• Exercise aim: Rewrite the rows below, replacing "marker" with "label" wherever it occurs and leaving everything else unchanged.

[BEGIN Dataset rows]

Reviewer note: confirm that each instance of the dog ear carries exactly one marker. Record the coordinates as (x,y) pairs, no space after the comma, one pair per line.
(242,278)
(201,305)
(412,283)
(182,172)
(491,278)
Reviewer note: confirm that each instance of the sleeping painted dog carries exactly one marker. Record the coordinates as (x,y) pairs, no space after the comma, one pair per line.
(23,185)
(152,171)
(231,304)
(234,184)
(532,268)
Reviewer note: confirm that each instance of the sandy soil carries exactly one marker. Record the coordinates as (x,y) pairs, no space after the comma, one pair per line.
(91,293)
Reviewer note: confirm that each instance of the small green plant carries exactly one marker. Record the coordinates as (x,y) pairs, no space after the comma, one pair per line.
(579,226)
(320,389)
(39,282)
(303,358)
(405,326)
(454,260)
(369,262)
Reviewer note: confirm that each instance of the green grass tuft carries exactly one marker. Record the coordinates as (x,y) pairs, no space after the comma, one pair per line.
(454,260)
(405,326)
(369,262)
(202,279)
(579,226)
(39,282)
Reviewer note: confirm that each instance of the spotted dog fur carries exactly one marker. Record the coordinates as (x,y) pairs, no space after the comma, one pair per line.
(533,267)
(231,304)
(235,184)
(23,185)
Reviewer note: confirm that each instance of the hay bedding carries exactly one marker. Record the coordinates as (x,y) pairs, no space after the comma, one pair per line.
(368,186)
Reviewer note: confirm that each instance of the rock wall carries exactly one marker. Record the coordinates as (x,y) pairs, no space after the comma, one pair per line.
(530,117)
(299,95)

[END Dataset rows]

• The result:
Reviewer note: confirm that each instance of the dog ear carries exactly one label. Record the coordinates as (x,y) pairs, no space after the comma, one pair per line.
(242,278)
(201,305)
(412,283)
(182,172)
(491,278)
Reviewer note: confirm that each instance of the sleeping painted dog carries exactly one label. Record the coordinates as (x,y) pairs, no space after the comma, one pair per line.
(23,185)
(152,171)
(231,304)
(234,184)
(532,268)
Reviewer note: confirm that each instance of the sandy soil carries exactly one label. Record the coordinates as (x,y) pairs, no space after the comma, one pair per line.
(91,293)
Reviewer note: confirm that each instance of the small green plant carries exactly one label. Record the coordinates as (x,y) pairs, no space after the comma, one pair per line.
(579,226)
(320,389)
(39,282)
(303,358)
(405,326)
(454,260)
(369,262)
Reviewer note: confirm that each instance of the green grass tuft carries exactly one label. Record the coordinates as (x,y) pairs, no space after the comma, one pair per line.
(454,260)
(405,326)
(369,262)
(202,279)
(579,226)
(39,282)
Reviewer note: confirm that each instance of the spotted dog fur carries exactly one label. Record the coordinates as (x,y) pairs, no space after the comma, one pair per line.
(533,267)
(231,304)
(235,184)
(23,185)
Reviewer note: confirm that each instance of the hay bedding carries exactly one label. Record the coordinates as (x,y) pairs, no space after the comma, one pair per line.
(368,186)
Reviewer note: confirm that each instance of the rock wall carries exactly one label. Record the coordinates as (x,y) pairs, no space after the comma, one pair per line.
(530,117)
(299,95)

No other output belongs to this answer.